Start of Input data

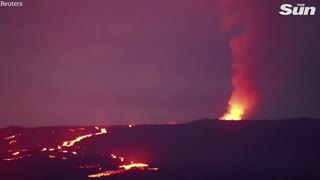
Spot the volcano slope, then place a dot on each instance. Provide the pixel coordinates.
(202, 149)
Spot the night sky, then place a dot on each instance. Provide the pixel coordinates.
(147, 61)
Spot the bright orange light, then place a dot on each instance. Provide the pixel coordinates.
(133, 165)
(235, 112)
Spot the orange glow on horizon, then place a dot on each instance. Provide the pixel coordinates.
(235, 113)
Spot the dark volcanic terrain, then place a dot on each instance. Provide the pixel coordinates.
(203, 149)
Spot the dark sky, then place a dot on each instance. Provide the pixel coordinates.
(143, 61)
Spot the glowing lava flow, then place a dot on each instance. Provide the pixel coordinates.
(78, 139)
(123, 169)
(59, 152)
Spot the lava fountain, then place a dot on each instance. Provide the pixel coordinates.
(243, 47)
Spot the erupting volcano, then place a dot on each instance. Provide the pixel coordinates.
(243, 48)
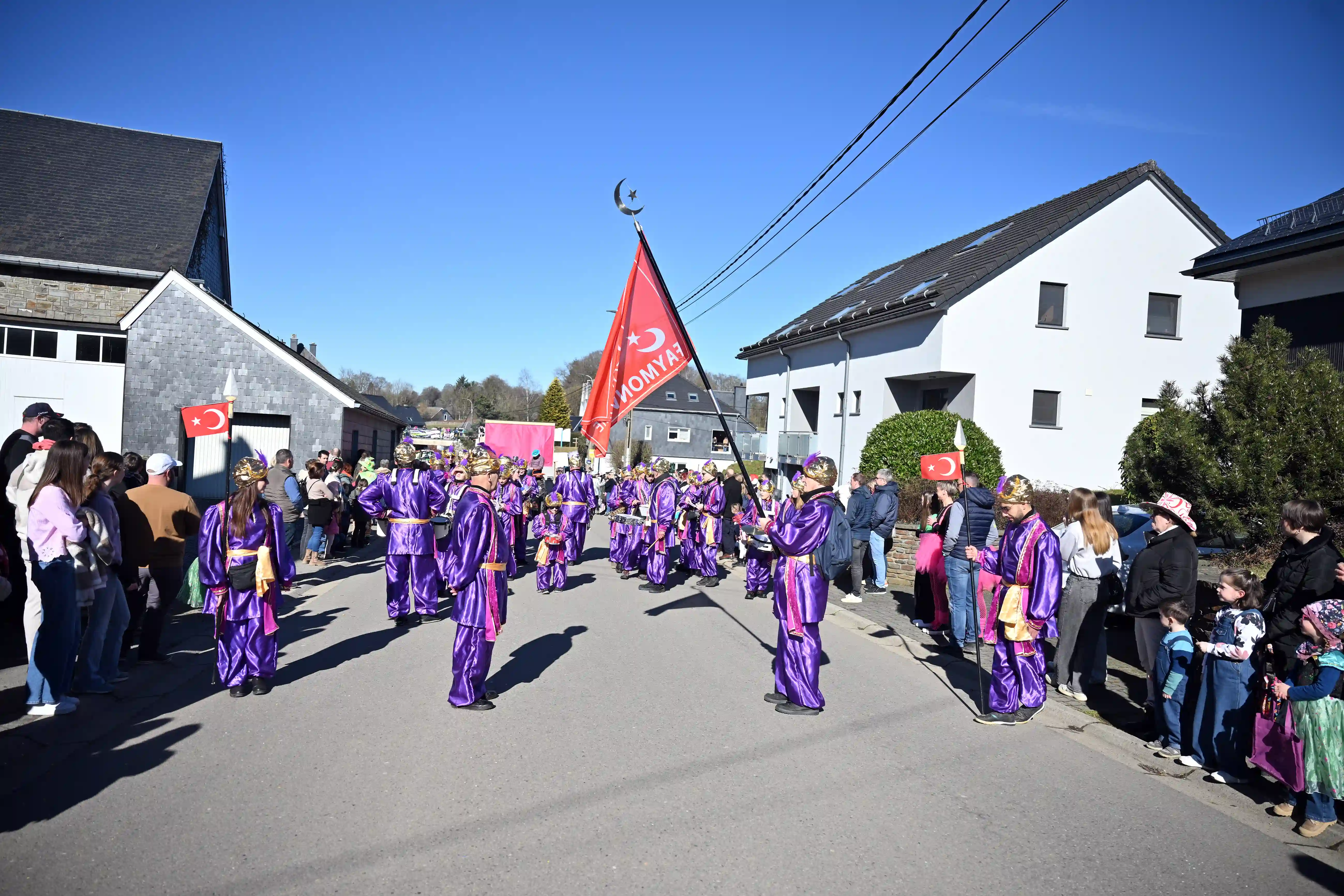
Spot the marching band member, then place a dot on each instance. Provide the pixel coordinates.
(409, 499)
(245, 565)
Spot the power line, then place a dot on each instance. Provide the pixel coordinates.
(719, 273)
(859, 155)
(894, 156)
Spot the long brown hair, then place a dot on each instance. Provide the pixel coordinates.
(66, 464)
(243, 504)
(104, 467)
(1097, 531)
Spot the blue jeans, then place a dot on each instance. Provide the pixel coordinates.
(101, 644)
(53, 661)
(962, 600)
(877, 549)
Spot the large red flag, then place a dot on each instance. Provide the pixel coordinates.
(643, 352)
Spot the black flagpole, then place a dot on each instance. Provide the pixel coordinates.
(686, 340)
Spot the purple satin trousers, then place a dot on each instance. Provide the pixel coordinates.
(1017, 682)
(471, 664)
(412, 574)
(798, 667)
(245, 652)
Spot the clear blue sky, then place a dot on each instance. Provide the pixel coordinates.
(427, 190)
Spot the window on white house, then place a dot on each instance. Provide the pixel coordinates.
(1045, 409)
(1163, 315)
(1052, 310)
(30, 343)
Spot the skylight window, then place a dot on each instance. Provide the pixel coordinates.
(916, 291)
(986, 238)
(878, 280)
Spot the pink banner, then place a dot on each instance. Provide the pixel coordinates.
(521, 440)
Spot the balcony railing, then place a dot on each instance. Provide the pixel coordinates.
(795, 448)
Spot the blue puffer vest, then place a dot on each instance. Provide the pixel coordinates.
(979, 515)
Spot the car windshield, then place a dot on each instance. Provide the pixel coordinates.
(1127, 523)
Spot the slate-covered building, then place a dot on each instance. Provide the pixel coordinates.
(1291, 268)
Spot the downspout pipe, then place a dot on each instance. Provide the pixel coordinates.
(845, 404)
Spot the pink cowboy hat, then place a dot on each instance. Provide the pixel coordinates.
(1174, 506)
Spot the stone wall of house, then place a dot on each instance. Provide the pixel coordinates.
(179, 354)
(901, 558)
(56, 300)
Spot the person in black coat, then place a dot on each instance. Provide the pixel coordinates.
(1166, 570)
(1303, 574)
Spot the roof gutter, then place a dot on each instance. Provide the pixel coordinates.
(80, 268)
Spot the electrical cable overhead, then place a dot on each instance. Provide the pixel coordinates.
(742, 264)
(894, 156)
(760, 236)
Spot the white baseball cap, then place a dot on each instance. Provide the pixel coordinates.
(159, 464)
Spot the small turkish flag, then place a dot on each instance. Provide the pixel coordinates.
(206, 420)
(643, 352)
(941, 467)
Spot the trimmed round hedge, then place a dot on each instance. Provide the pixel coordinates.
(898, 442)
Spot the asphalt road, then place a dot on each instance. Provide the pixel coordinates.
(631, 753)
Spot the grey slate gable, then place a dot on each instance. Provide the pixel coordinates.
(99, 195)
(940, 276)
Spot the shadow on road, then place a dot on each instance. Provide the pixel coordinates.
(533, 659)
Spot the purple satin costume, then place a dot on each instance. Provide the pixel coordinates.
(554, 574)
(245, 649)
(1019, 679)
(662, 511)
(800, 601)
(760, 562)
(482, 605)
(576, 488)
(412, 567)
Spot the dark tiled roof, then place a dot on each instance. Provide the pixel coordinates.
(940, 276)
(97, 195)
(1292, 233)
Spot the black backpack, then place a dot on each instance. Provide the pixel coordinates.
(834, 554)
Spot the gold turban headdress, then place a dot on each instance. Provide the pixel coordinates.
(404, 455)
(249, 471)
(483, 460)
(822, 471)
(1017, 490)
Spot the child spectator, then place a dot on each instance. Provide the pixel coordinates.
(1173, 671)
(1223, 712)
(1318, 715)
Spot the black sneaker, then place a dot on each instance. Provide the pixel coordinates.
(999, 719)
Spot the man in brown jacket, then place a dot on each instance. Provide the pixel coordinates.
(156, 521)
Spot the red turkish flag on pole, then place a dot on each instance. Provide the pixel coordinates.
(941, 467)
(206, 420)
(643, 351)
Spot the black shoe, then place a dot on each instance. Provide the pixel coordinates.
(999, 719)
(1025, 714)
(795, 710)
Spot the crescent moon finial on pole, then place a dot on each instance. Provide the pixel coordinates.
(621, 205)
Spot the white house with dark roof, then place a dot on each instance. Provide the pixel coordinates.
(1053, 330)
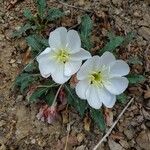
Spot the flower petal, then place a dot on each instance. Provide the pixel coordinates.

End of Input data

Action item:
Repeat each line of the records exactly. Do not include the pictures.

Answer to the exercise:
Spot the volcano slope, then place a dot on each instance. Provide the pixel coordinates.
(202, 149)
Spot the night sky, then place a dot on each instance. Provide the pixel coordinates.
(147, 61)
Spot the bright orange light, then place a dot on each instance. Provide the pixel coordinates.
(133, 165)
(235, 112)
Spot the orange glow on horizon, then place a dot on each instance. Provide the pixel coordinates.
(235, 113)
Spot the dark volcanic terrain, then place a dot on each instance. Provide the pixel coordinates.
(203, 149)
Spot the dark sky, then place a dot on each instance. Provide the pixel coordinates.
(143, 61)
Spot the glowing lava flow, then place a dot on each instance. Provide the pixel coordinates.
(78, 139)
(123, 169)
(59, 152)
Spot the lava fountain, then place a dot on each instance. Provide the pixel coordinates.
(243, 47)
Spot the erupting volcano, then place a dot on each instance. Provide the pixel coordinates.
(243, 48)
Spot the marching band member, then place a dot on each instance. Provide the pixel coordinates.
(409, 499)
(245, 565)
Spot the power line, then place a dot on each instance. Provide the pixel coordinates.
(719, 273)
(859, 155)
(894, 156)
Spot the long brown hair, then place a dot on each instance. Provide the pixel coordinates.
(66, 464)
(243, 504)
(104, 467)
(1097, 531)
Spot the blue jeans, then place a dot on each instance. Provide the pixel coordinates.
(101, 644)
(53, 661)
(962, 600)
(877, 549)
Spot the large red flag, then place a dot on each instance. Provide the pixel coordinates.
(643, 352)
Spot the black flagpole, then place a dot on each instance. Provide the pixel coordinates.
(686, 340)
Spot the purple satin trousers, then place a dot on each instance. Provide the pixel coordinates.
(1017, 682)
(471, 664)
(412, 574)
(798, 667)
(245, 652)
Spot the clear blue sky, then place a dot on each instance. Provide the pixel coordinates.
(427, 190)
Spot the window on white house, then place a dot on each instance. Provide the pixel coordinates.
(1045, 409)
(1163, 315)
(1052, 310)
(30, 343)
Spot the skylight window, then place a dot on each instance. Provide the pixel coordinates.
(916, 291)
(986, 238)
(878, 280)
Spot the pink banner, then place a dot on each instance. Provide the pixel coordinates.
(521, 440)
Spot the balcony railing, then place a dot on each instance. Provide the pixel coordinates.
(795, 448)
Spot the blue puffer vest, then place a dot on each instance. Provide the pixel coordinates.
(979, 515)
Spot the car windshield, then place a dot on each instance. Provide the pixel coordinates.
(1127, 523)
Spot the slate-covered building, then place a dot on each instance. Provide the pixel coordinates.
(1291, 268)
Spot the downspout pipe, then place a dot on each instance. Provide the pixel coordinates.
(845, 404)
Spot the pink cowboy hat, then place a dot on each instance. Provide the pixel coordinates.
(1174, 506)
Spot the stone wall of house, then place a dot on each instance. Provide the pixel coordinates.
(179, 354)
(901, 558)
(56, 300)
Spot the person in black coat, then place a dot on each instance. Provide the pixel coordinates.
(1166, 570)
(1303, 574)
Spot the roof gutter, then place a dot on each instance. Provide the pixel coordinates.
(80, 268)
Spot the electrical cable overhead, then place a dot on each instance. Provide the pixel coordinates.
(742, 264)
(894, 156)
(760, 236)
Spot the white baseball cap, then place a dot on each instance. Provide the pixel coordinates.
(159, 464)
Spot the small turkish flag, then place a dot on each instance. Provide the pixel coordinates.
(206, 420)
(643, 352)
(941, 467)
Spot the trimmed round hedge, then place a dot on each instance. Provide the pixel coordinates.
(898, 442)
Spot the asphalt road, then place a dot on each instance. Provide the pixel coordinates.
(631, 753)
Spot the grey slate gable, then place a dot on each instance. Provide the pixel coordinates.
(99, 195)
(940, 276)
Spot the shadow on road, then place a dot on each instance. Provide the pixel coordinates.
(533, 659)
Spot the purple satin costume, then place a dot on each instance. Provide the pixel coordinates.
(554, 574)
(245, 649)
(1019, 679)
(662, 511)
(800, 601)
(760, 562)
(482, 605)
(576, 488)
(412, 567)
Spot the dark tiled roof, then place a dot on each instance. Provide the pixel coordinates.
(940, 276)
(97, 195)
(1292, 233)
Spot the black backpack, then place a dot on each instance. Provide the pixel coordinates.
(834, 554)
Spot the gold turban headdress, then place a dot on each instance. Provide the pixel coordinates.
(404, 455)
(249, 471)
(483, 460)
(822, 471)
(1017, 490)
Spot the child spectator, then place a dot on each instance. Provide the pixel coordinates.
(1173, 671)
(1223, 712)
(1318, 715)
Spot the black sneaker, then place a dot on each instance. Provide the pixel coordinates.
(999, 719)
Spot the man in brown jacket, then place a dot on each instance. Provide the pixel coordinates.
(156, 521)
Spot the red turkish flag on pole, then place a dot on each instance. Provide the pixel coordinates.
(941, 467)
(206, 420)
(643, 351)
Spot the black shoe, then place a dot on each instance. Provide the pixel coordinates.
(999, 719)
(1025, 714)
(795, 710)
Spot the crescent moon finial on pole, then place a dot on each instance. Provide the pixel coordinates.
(621, 205)
Spot the white house with dark roof, then place a dot on each instance. Provide the pixel coordinates.
(1053, 330)
Spot the flower petal, then place a dot on each instance. Provide the pixel coordinates.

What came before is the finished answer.